━━━━━ Given entries ━━━━━

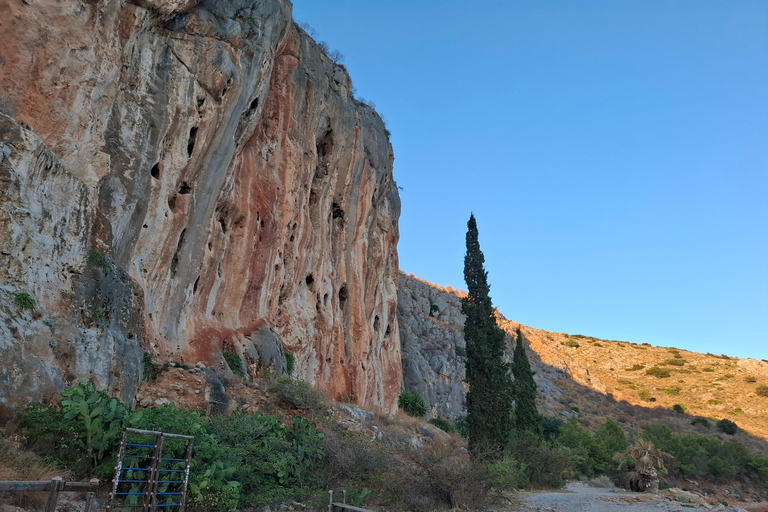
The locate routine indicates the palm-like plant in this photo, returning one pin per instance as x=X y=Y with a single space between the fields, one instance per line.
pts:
x=642 y=461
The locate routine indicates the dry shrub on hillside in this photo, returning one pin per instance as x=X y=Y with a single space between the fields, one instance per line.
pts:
x=351 y=460
x=436 y=478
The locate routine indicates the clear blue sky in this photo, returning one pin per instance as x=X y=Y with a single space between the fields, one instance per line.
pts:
x=614 y=153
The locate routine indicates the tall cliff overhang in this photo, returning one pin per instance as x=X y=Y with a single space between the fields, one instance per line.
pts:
x=244 y=200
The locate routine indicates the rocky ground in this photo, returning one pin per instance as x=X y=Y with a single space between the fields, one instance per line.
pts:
x=582 y=498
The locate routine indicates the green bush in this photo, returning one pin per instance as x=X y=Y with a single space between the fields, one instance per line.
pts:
x=235 y=363
x=24 y=301
x=84 y=433
x=659 y=373
x=709 y=457
x=592 y=454
x=701 y=421
x=238 y=460
x=727 y=426
x=543 y=464
x=412 y=403
x=96 y=315
x=550 y=427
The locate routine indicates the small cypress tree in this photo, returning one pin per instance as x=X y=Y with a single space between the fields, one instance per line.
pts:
x=489 y=399
x=527 y=417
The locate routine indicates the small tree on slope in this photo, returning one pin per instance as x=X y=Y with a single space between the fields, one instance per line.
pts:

━━━━━

### Instruction
Swap "locate routine" for "pointing tool" in every one of the items above and change nothing else. Leave the pictures out of your answer.

### Expected answer
The pointing tool indicates the palm-like plant in this photo, returning one pin per instance as x=X y=Y with a single space between the fields, one instance per line.
pts:
x=642 y=461
The pointing tool indicates the dry shrub on hillside in this photo, returning one pin per instance as x=X y=Y with a single space between the fields, one instance per line.
pts:
x=351 y=460
x=436 y=478
The pointing tool indicates the clear blue sky in this photo, returning one pin per instance as x=X y=Y with a single space between the fields, one instance per line.
pts:
x=614 y=153
The pointing tool indicates the tall cliff overhang in this photo, returning one pin per instance as x=X y=Y with a single space between the fields, one instance per line.
pts:
x=244 y=200
The pointing tool indicates the rocky ground in this photo, returning one pin per instance as x=X y=Y with a single space between the fields, one instance per line.
pts:
x=582 y=498
The pointing tool indicates the green bush in this photo, returning one pin per instance as x=X y=Y with a single space between the fields, one instance per line.
pts:
x=235 y=363
x=24 y=301
x=84 y=433
x=659 y=373
x=709 y=457
x=592 y=454
x=701 y=421
x=238 y=460
x=727 y=426
x=543 y=464
x=412 y=403
x=96 y=315
x=550 y=427
The pointing tool indicates the small cypress tree in this photo, returning one pin per instance as x=X y=Y with a single space between the fields, one instance per line.
pts:
x=489 y=399
x=527 y=417
The pointing tool indicates the small tree on slope in this photo, returning one pin per instance as x=X y=Y with a single space between the fields, one instance per line.
pts:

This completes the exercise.